# STORED ROWS start

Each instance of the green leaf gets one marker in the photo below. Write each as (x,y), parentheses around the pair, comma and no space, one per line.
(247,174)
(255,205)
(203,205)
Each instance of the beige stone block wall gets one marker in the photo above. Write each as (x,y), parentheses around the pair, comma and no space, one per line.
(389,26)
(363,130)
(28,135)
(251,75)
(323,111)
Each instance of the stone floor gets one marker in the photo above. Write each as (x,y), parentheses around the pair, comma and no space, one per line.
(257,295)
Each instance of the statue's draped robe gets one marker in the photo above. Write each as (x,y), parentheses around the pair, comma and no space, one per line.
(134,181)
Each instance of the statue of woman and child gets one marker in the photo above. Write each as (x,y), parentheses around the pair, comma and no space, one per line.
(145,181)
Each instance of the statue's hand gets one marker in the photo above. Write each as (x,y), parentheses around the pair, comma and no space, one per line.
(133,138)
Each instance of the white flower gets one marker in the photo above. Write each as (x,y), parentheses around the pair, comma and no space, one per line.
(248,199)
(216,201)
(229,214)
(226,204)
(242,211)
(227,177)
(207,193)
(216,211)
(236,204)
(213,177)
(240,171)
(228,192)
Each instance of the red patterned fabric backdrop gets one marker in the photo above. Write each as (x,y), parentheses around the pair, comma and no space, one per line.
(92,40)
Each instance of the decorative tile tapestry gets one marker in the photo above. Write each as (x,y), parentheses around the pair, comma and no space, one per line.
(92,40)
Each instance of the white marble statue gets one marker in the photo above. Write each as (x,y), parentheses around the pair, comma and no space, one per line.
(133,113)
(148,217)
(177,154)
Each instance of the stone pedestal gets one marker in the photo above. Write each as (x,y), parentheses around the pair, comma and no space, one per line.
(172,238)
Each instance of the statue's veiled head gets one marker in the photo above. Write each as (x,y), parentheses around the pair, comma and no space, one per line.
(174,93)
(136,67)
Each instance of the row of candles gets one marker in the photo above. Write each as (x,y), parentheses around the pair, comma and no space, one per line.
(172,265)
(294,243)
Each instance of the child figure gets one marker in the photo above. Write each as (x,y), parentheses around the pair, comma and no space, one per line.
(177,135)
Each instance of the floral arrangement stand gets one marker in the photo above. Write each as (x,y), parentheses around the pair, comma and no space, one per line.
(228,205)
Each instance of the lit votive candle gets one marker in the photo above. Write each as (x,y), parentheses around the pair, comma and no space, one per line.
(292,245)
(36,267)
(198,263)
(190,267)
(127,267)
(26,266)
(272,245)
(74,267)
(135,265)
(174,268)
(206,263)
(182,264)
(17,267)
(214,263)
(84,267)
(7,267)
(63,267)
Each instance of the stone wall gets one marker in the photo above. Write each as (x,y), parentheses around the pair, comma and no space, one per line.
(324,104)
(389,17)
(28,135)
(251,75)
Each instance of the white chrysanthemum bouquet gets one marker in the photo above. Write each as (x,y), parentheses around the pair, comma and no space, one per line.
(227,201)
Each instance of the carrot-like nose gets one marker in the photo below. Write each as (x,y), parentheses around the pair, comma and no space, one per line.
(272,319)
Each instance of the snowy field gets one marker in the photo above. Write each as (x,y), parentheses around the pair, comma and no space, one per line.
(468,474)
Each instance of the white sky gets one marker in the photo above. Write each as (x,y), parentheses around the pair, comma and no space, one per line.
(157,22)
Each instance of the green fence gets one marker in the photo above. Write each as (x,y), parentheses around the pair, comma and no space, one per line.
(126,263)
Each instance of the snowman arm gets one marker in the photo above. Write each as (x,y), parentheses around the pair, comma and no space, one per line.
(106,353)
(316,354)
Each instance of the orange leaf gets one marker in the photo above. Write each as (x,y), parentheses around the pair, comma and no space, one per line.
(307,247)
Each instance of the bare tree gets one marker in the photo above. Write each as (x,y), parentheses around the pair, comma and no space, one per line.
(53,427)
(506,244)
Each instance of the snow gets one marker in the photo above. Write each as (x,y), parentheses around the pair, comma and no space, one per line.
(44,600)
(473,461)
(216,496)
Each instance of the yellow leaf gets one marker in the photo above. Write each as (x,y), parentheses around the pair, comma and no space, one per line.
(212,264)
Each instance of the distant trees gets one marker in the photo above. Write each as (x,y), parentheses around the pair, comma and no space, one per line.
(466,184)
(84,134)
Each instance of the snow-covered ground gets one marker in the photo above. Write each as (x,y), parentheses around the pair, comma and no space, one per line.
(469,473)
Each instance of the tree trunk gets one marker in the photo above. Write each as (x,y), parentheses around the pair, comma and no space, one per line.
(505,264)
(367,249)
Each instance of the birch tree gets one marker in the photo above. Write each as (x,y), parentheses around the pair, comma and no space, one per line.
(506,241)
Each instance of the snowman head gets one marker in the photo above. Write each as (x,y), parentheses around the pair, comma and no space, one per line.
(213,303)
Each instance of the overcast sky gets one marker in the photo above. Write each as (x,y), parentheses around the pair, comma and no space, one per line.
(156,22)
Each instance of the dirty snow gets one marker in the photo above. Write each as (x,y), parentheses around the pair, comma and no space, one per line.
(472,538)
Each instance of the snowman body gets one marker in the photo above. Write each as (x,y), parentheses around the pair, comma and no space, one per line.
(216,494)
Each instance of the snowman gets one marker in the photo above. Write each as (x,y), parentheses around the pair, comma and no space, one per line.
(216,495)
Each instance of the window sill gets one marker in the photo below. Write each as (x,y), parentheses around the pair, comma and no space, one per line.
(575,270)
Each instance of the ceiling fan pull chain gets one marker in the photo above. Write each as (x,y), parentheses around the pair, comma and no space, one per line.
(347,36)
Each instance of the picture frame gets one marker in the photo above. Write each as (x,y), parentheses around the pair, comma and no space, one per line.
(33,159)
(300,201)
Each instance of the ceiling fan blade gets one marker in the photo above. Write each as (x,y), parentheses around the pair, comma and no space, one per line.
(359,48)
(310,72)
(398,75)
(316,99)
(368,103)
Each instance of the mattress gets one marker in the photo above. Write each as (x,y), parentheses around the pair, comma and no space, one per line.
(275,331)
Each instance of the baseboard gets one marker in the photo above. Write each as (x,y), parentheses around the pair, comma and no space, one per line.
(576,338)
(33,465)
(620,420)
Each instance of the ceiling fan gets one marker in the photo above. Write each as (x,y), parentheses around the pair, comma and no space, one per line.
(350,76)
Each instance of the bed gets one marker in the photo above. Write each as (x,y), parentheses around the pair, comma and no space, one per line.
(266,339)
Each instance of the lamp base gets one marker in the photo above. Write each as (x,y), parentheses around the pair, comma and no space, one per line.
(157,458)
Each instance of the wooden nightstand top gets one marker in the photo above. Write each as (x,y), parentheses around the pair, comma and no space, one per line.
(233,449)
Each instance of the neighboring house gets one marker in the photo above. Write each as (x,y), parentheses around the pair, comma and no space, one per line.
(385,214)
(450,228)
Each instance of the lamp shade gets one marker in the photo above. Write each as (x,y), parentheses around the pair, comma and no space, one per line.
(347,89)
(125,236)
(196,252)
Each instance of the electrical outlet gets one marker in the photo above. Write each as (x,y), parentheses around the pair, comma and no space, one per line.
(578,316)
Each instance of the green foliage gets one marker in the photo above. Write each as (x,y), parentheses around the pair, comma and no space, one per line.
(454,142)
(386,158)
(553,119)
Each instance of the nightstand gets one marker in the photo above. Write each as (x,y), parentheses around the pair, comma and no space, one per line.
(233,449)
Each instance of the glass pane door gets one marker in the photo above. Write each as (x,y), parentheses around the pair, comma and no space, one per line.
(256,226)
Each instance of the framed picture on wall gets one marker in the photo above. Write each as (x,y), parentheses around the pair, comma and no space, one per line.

# STORED ROWS end
# STORED ROWS start

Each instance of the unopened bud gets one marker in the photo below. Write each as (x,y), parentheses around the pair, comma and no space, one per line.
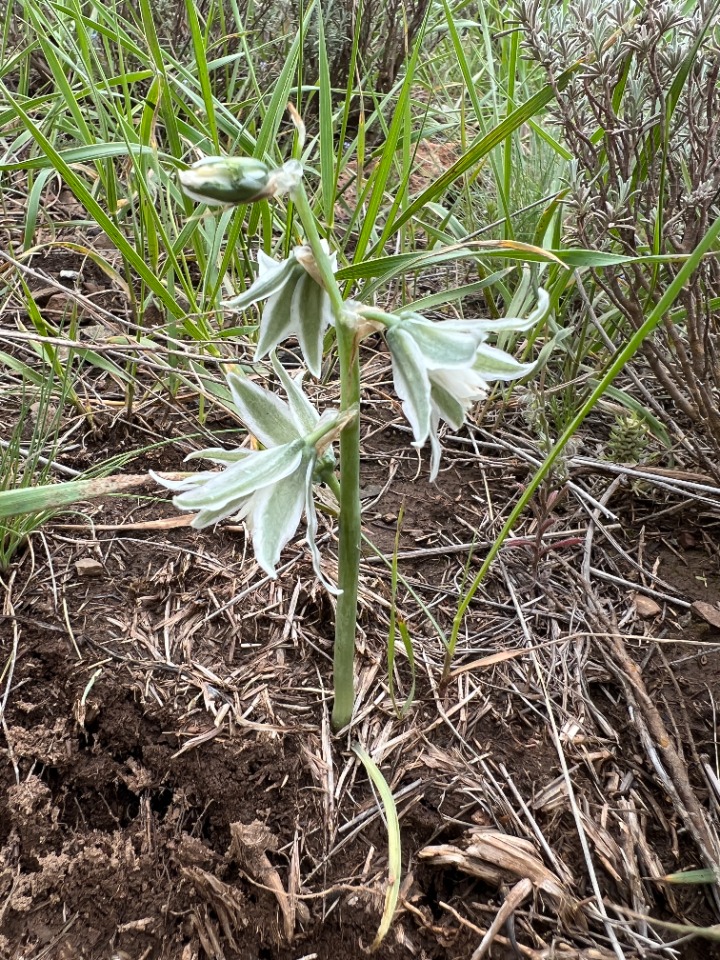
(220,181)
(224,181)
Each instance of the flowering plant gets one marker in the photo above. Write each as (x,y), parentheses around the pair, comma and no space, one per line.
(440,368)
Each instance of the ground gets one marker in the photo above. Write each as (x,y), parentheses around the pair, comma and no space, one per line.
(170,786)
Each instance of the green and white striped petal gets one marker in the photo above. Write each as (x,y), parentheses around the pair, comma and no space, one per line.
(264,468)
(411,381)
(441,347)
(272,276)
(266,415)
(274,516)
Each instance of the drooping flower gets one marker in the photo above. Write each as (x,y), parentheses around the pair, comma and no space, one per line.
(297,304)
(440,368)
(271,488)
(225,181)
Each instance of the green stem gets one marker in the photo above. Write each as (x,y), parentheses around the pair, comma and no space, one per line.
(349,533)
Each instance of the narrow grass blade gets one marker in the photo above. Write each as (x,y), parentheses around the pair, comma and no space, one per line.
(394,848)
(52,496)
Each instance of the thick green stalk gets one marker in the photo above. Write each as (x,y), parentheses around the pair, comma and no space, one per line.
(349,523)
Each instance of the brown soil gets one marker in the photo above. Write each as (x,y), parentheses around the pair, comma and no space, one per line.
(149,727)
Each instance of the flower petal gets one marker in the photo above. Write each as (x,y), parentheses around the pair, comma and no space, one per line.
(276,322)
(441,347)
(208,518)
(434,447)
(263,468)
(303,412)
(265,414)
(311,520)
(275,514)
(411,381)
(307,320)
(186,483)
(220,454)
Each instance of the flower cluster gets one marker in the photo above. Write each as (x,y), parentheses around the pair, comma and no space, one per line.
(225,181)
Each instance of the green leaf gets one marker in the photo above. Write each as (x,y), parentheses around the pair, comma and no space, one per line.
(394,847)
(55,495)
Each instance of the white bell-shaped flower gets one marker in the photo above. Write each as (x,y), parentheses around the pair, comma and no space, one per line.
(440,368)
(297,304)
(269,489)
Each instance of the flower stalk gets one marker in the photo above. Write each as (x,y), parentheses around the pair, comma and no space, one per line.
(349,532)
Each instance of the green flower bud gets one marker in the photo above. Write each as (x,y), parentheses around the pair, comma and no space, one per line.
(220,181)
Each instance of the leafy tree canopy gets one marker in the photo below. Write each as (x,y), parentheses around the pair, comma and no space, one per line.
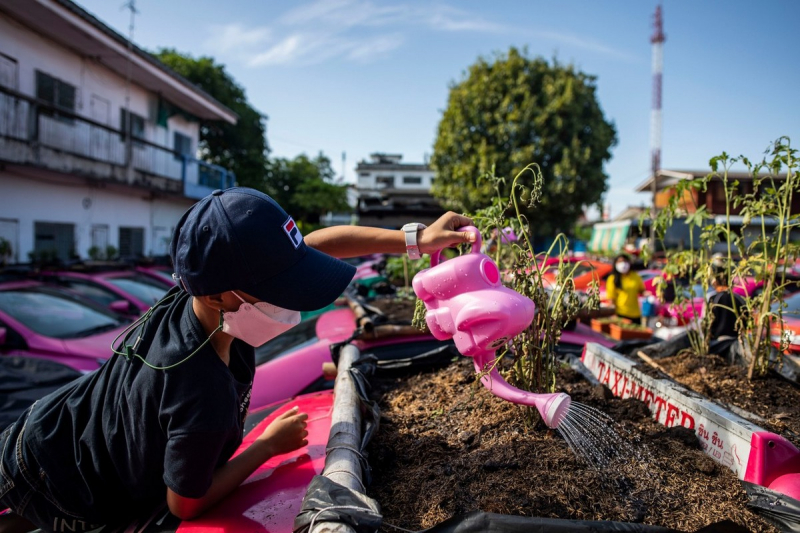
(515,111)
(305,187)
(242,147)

# STORED ROWS end
# STORED ROWS start

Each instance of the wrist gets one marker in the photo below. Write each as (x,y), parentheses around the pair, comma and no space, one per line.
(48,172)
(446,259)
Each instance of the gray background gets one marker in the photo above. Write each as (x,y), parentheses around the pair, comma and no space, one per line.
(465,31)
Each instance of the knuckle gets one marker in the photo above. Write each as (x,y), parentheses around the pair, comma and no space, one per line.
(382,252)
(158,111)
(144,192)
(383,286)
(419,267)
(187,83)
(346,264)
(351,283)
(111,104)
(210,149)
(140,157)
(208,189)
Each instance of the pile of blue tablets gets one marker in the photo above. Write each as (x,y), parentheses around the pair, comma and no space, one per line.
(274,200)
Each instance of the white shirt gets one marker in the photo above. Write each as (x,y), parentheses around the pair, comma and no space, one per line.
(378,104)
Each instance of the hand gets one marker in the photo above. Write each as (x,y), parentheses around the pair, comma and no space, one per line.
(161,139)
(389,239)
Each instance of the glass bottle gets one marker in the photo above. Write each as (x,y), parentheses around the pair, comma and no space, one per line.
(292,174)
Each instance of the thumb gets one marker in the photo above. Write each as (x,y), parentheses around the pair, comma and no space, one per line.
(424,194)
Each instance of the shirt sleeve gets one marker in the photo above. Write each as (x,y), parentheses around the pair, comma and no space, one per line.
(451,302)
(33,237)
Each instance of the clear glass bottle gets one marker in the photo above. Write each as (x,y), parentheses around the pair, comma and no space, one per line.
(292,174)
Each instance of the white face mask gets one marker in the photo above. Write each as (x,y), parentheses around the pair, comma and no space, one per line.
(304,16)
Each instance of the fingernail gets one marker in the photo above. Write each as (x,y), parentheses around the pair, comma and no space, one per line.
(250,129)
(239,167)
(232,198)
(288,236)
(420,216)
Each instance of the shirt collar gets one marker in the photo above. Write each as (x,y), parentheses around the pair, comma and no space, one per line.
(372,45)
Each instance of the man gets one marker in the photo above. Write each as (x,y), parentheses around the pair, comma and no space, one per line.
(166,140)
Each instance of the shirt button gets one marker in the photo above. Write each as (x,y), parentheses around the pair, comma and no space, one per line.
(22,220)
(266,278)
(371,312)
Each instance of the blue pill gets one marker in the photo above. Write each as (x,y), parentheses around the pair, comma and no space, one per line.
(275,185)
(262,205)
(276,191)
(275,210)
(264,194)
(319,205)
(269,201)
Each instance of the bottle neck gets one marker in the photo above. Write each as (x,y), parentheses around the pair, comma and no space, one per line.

# STORED ROWS end

Reproduce word for word the lines running from the line with "Each instance of the nightstand" to the line with "Each instance of the framed", both included.

OUTPUT OF THE TASK:
Each instance of the nightstand gets one marker in the photo above. Write each as (x,y), parentheses around the pair, comma and no space, one per line.
(233,449)
Each instance of the glass pane door gets one marker in the photo above. Write each as (x,y), parentheses around the pair, comma and no space, one per line.
(256,226)
Each instance of the framed picture on wall gets one marker in the photo above. Write each as (x,y), parentheses around the pair, comma and no space, one per line.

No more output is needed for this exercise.